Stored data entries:
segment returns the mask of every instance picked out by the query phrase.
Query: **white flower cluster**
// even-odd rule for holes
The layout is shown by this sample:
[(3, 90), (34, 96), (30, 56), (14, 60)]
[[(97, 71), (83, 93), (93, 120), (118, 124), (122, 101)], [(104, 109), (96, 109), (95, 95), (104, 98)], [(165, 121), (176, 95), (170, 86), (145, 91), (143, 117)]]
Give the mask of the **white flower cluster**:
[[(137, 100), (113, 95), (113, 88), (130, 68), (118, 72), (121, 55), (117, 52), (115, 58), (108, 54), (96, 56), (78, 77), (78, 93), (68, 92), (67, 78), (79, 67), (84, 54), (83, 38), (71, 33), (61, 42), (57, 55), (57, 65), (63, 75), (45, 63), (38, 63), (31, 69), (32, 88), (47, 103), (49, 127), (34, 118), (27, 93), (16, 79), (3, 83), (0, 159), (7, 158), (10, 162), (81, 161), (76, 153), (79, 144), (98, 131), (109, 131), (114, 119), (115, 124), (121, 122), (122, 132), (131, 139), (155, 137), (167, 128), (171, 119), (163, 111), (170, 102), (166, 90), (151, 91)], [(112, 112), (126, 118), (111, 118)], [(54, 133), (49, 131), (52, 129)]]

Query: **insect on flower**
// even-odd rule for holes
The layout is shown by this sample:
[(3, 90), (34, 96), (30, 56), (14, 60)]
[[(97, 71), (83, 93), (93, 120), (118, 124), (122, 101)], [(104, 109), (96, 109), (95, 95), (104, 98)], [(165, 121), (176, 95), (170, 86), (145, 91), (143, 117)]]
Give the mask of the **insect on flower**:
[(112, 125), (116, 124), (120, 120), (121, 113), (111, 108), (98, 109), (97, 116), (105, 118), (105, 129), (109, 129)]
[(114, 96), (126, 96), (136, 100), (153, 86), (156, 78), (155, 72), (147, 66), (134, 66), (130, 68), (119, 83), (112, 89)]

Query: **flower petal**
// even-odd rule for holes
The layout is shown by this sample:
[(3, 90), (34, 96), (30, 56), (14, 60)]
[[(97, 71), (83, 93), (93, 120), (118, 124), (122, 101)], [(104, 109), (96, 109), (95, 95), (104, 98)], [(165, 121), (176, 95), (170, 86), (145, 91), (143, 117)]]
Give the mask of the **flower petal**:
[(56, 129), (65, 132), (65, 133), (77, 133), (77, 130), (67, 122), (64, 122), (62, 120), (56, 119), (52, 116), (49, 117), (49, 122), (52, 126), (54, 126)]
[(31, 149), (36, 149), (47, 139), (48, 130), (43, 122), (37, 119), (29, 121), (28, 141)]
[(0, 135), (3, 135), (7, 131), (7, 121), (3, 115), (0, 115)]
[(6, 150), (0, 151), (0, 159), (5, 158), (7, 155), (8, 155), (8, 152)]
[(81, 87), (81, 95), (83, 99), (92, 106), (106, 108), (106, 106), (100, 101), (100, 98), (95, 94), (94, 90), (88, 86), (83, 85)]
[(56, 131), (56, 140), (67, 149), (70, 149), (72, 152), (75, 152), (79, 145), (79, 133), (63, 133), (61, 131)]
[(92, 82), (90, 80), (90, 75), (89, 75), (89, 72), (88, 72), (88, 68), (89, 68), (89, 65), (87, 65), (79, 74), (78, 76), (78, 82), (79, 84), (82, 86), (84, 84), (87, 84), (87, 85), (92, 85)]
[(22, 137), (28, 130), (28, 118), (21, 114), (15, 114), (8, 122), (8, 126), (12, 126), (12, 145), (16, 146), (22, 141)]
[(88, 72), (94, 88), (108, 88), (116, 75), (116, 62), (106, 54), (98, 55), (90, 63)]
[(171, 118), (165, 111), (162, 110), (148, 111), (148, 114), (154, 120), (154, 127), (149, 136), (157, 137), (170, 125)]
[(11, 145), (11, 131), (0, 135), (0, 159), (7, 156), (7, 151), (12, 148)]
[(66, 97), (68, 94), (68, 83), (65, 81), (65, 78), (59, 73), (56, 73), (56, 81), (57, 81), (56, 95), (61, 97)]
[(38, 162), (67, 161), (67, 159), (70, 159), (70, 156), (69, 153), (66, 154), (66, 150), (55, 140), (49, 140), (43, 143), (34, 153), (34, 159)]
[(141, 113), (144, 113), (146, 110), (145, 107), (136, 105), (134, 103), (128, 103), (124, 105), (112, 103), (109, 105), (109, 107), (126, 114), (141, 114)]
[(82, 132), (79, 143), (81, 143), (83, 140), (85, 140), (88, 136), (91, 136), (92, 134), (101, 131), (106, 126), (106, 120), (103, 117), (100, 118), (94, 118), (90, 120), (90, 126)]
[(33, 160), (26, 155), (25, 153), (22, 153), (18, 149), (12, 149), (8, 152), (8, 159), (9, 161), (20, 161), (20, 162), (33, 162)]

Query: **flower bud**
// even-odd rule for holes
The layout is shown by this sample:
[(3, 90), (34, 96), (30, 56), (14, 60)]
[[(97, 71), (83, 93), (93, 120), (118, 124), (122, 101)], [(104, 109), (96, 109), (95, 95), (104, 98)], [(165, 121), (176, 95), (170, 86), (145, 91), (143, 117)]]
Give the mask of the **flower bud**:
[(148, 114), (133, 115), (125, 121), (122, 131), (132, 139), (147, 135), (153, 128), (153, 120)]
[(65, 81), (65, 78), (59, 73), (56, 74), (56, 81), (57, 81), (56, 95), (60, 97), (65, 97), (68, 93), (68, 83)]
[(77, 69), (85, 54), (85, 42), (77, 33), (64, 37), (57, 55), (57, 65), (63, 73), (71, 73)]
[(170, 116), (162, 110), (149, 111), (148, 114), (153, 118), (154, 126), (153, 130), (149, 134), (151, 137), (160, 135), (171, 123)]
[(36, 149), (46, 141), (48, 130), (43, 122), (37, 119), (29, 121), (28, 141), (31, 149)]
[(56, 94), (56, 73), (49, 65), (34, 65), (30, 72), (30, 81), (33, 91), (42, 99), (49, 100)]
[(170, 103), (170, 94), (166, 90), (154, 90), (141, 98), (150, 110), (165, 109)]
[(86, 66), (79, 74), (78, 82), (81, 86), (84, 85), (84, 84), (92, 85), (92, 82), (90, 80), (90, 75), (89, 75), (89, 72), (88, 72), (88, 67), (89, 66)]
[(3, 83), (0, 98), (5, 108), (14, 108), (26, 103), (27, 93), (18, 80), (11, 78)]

TASK BRIEF — Return each line of the records above exactly as it reads.

TASK ANSWER —
segment returns the mask of every instance picked out by the query phrase.
Query: **white flower cluster**
// even-odd rule for holes
The layout is shown by this sample:
[(3, 90), (34, 96), (30, 56), (14, 60)]
[[(97, 71), (83, 93), (93, 120), (118, 124), (122, 101)], [(104, 109), (96, 109), (95, 95), (104, 98)], [(165, 121), (176, 95), (170, 86), (145, 91), (143, 117)]]
Give the mask of the **white flower cluster**:
[[(137, 100), (113, 95), (113, 88), (130, 68), (118, 72), (121, 55), (117, 52), (115, 58), (108, 54), (96, 56), (78, 77), (78, 93), (68, 92), (67, 78), (79, 67), (84, 54), (83, 38), (71, 33), (61, 42), (57, 55), (57, 65), (63, 75), (45, 63), (38, 63), (31, 69), (32, 88), (47, 103), (49, 127), (34, 118), (27, 93), (16, 79), (3, 83), (0, 159), (7, 158), (10, 162), (81, 161), (76, 153), (79, 144), (98, 131), (109, 131), (114, 119), (115, 124), (121, 122), (122, 132), (131, 139), (155, 137), (167, 128), (171, 119), (163, 111), (170, 102), (166, 90), (151, 91)], [(112, 112), (126, 118), (111, 118)], [(54, 133), (49, 131), (52, 129)]]

Query: **insect on flower**
// even-odd rule for holes
The layout is shown by this sample:
[(3, 90), (34, 96), (30, 56), (14, 60)]
[[(97, 71), (83, 93), (93, 120), (118, 124), (122, 101)], [(104, 109), (96, 109), (95, 95), (104, 98)], [(165, 121), (176, 95), (170, 86), (145, 91), (143, 117)]]
Give the mask of the **insect on flower**:
[(112, 125), (116, 124), (120, 120), (121, 113), (111, 108), (98, 109), (97, 116), (105, 118), (105, 129), (109, 129)]
[(114, 96), (126, 96), (136, 100), (153, 86), (156, 78), (155, 72), (147, 66), (134, 66), (130, 68), (119, 83), (112, 89)]

Query: **flower petal**
// even-odd rule for holes
The layout is shown by this sample:
[(3, 90), (34, 96), (30, 56), (14, 60)]
[[(97, 71), (83, 93), (93, 120), (118, 124), (122, 101)], [(104, 109), (96, 109), (95, 95), (104, 98)], [(165, 121), (176, 95), (170, 86), (145, 91), (143, 117)]]
Give the mask of the **flower petal**:
[(56, 129), (65, 132), (65, 133), (77, 133), (77, 130), (67, 122), (64, 122), (62, 120), (56, 119), (52, 116), (49, 117), (49, 122), (52, 126), (54, 126)]
[(31, 149), (36, 149), (47, 139), (48, 130), (43, 122), (37, 119), (29, 121), (28, 141)]
[(0, 135), (3, 135), (7, 131), (7, 121), (3, 115), (0, 115)]
[(6, 150), (0, 151), (0, 159), (5, 158), (7, 155), (8, 155), (8, 152)]
[(81, 87), (81, 95), (83, 99), (92, 106), (106, 108), (106, 106), (100, 101), (100, 98), (95, 94), (94, 90), (88, 86), (83, 85)]
[(56, 131), (56, 140), (67, 149), (70, 149), (72, 152), (75, 152), (79, 145), (79, 133), (63, 133), (61, 131)]
[(92, 82), (90, 80), (90, 75), (89, 75), (89, 72), (88, 72), (88, 68), (89, 68), (89, 65), (87, 65), (79, 74), (78, 76), (78, 82), (79, 84), (82, 86), (84, 84), (87, 84), (87, 85), (92, 85)]
[(22, 137), (28, 130), (28, 118), (21, 114), (15, 114), (8, 122), (8, 126), (12, 126), (12, 145), (16, 146), (22, 141)]
[(88, 72), (94, 88), (108, 88), (116, 75), (116, 62), (106, 54), (98, 55), (90, 63)]
[(171, 118), (165, 111), (162, 110), (148, 111), (148, 114), (154, 120), (154, 127), (149, 136), (157, 137), (170, 125)]
[(11, 145), (11, 131), (0, 135), (0, 159), (7, 156), (7, 151), (12, 148)]
[(66, 97), (68, 94), (68, 83), (65, 81), (65, 78), (59, 73), (56, 73), (56, 81), (57, 81), (56, 95), (61, 97)]
[(38, 162), (67, 161), (67, 159), (70, 159), (70, 156), (69, 153), (66, 154), (66, 150), (55, 140), (49, 140), (43, 143), (34, 153), (34, 159)]
[(141, 113), (144, 113), (146, 110), (145, 107), (136, 105), (134, 103), (128, 103), (124, 105), (112, 103), (109, 105), (109, 107), (126, 114), (141, 114)]
[(82, 132), (79, 143), (81, 143), (83, 140), (85, 140), (88, 136), (91, 136), (92, 134), (101, 131), (106, 126), (106, 120), (103, 117), (100, 118), (94, 118), (90, 120), (90, 126)]
[(33, 160), (26, 155), (25, 153), (22, 153), (18, 149), (12, 149), (8, 152), (8, 159), (9, 161), (20, 161), (20, 162), (33, 162)]

Query: **flower bud**
// even-odd rule for holes
The layout is shown by this sample:
[(3, 90), (34, 96), (30, 56), (14, 60)]
[[(97, 71), (83, 93), (93, 120), (118, 124), (122, 101)], [(104, 109), (96, 109), (95, 95), (104, 98)], [(165, 121), (176, 95), (170, 86), (145, 91), (143, 117)]]
Give the mask of the **flower bud**:
[(148, 114), (133, 115), (125, 121), (122, 131), (132, 139), (147, 135), (153, 128), (153, 120)]
[(65, 81), (65, 78), (59, 73), (56, 74), (56, 81), (57, 81), (56, 95), (60, 97), (65, 97), (68, 93), (68, 83)]
[(77, 69), (85, 54), (85, 42), (77, 33), (64, 37), (57, 55), (57, 65), (63, 73), (71, 73)]
[(170, 116), (162, 110), (149, 111), (148, 114), (153, 118), (154, 126), (153, 130), (149, 134), (151, 137), (160, 135), (171, 123)]
[(36, 149), (46, 141), (48, 130), (43, 122), (37, 119), (29, 121), (28, 141), (31, 149)]
[(56, 94), (56, 73), (49, 65), (34, 65), (30, 72), (30, 81), (33, 91), (42, 99), (49, 100)]
[(170, 103), (170, 94), (166, 90), (154, 90), (141, 98), (150, 110), (165, 109)]
[(86, 66), (79, 74), (78, 82), (81, 86), (84, 85), (84, 84), (92, 85), (92, 82), (90, 80), (90, 75), (89, 75), (89, 72), (88, 72), (88, 67), (89, 66)]
[(3, 83), (0, 98), (5, 108), (14, 108), (26, 103), (27, 93), (18, 80), (11, 78)]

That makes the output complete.